▶ TASK DIRECTIONS: Can you edit the records below so that each "stone wall" becomes "brick wall", with everything else left unchanged and the pictures left out?

────────────────────

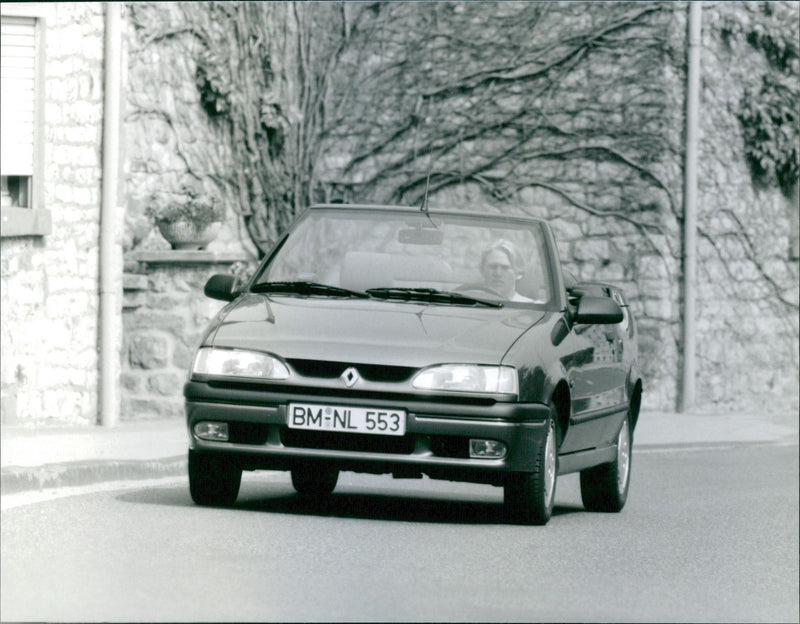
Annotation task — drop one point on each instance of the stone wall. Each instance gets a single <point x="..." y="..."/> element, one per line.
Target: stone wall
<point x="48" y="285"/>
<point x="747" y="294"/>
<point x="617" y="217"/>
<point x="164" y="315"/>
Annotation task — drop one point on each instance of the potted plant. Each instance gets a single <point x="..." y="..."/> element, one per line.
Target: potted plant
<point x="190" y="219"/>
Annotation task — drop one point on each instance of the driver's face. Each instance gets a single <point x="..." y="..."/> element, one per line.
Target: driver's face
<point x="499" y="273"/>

────────────────────

▶ REPLY:
Annotation task — drop one point on each instance of the brick wall. Each instance gets a single <point x="..." y="..."/> element, one per line.
Target: brick wall
<point x="48" y="285"/>
<point x="747" y="294"/>
<point x="617" y="217"/>
<point x="164" y="315"/>
Annotation task — drop one point on each instance of the potted plant. Each instance gets a single <point x="..." y="..."/> element, one per line.
Target: potted plant
<point x="190" y="219"/>
Annotation task — drop one point on each instance of the driver's face. Each instance gets a single <point x="..." y="..."/> element, one per line.
Target: driver's face
<point x="499" y="273"/>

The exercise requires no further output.